Pull out every line in the listing that contains the string "storey".

(Source records)
--------------------
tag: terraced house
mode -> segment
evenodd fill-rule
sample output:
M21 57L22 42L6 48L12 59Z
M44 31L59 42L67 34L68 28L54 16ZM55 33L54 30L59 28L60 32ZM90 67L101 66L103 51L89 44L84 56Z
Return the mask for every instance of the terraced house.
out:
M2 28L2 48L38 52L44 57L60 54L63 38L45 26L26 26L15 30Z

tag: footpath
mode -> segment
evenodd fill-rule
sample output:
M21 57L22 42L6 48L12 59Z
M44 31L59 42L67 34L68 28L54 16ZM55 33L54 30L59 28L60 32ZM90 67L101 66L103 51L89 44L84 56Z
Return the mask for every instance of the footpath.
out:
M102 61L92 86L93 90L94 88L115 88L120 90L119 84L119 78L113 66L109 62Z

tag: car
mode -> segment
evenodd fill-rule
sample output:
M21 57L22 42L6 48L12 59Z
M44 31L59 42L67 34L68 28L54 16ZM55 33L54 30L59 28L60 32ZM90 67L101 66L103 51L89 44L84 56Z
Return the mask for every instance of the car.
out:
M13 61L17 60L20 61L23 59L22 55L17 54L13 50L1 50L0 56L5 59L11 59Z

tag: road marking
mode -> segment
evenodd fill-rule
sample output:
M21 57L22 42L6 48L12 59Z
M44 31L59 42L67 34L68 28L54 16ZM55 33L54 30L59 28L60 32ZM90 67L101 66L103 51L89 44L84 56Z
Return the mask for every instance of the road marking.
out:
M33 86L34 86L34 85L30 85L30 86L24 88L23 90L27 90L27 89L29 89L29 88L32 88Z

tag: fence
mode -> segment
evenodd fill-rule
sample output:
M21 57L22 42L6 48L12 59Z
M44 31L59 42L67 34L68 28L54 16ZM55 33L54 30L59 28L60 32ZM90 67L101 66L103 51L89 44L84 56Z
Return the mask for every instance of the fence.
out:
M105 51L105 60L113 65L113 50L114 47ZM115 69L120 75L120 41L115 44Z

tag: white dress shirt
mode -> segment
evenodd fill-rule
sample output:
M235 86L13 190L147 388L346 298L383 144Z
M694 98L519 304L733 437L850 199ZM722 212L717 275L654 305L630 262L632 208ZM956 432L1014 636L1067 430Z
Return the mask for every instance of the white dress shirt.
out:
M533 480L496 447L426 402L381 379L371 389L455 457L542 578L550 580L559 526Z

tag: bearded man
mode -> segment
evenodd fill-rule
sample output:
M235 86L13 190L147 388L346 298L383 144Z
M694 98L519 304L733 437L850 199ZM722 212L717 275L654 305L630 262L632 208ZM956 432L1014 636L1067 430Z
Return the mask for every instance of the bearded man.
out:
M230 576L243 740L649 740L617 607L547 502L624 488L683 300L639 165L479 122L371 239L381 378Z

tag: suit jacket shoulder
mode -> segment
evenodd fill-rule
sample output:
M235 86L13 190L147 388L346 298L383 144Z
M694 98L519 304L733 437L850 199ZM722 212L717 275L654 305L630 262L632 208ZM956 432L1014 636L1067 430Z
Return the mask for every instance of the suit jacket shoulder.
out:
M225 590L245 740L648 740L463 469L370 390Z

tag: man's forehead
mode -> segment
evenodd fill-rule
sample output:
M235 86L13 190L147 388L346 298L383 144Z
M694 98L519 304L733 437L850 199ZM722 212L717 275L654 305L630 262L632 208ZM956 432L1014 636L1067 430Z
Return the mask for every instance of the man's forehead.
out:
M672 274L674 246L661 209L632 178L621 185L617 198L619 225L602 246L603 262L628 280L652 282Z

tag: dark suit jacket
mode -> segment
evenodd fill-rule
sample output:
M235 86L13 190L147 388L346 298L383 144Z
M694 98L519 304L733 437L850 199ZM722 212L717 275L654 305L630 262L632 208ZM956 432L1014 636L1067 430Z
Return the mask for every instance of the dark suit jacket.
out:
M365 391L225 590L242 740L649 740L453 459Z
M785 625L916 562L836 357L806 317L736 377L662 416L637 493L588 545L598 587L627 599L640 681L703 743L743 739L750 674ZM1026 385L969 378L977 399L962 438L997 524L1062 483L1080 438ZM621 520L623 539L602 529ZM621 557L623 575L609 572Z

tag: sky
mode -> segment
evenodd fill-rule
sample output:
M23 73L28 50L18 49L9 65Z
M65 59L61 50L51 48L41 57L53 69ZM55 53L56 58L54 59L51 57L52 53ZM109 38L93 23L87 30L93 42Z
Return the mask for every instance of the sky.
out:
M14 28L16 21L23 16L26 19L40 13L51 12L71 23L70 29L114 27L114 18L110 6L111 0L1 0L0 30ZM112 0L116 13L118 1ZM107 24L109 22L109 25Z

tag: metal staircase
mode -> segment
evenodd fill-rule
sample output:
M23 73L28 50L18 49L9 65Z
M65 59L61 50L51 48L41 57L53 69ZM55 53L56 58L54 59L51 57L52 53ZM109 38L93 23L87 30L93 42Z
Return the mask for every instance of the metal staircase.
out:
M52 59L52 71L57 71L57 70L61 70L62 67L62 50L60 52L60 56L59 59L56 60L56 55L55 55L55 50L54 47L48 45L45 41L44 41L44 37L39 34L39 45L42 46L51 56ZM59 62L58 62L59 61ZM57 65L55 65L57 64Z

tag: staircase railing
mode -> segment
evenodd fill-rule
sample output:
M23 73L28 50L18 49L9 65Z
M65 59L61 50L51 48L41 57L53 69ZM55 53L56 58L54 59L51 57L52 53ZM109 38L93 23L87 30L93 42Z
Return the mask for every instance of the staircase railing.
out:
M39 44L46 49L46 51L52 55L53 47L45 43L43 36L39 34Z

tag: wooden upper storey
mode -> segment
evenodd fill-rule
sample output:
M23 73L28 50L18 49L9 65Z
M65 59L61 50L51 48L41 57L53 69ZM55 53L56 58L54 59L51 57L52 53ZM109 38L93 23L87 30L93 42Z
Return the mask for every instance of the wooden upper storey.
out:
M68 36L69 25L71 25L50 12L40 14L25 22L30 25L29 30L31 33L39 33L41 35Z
--------------------
» EXERCISE RESULT
tag: wooden upper storey
Return the mask for every instance of the wooden upper storey.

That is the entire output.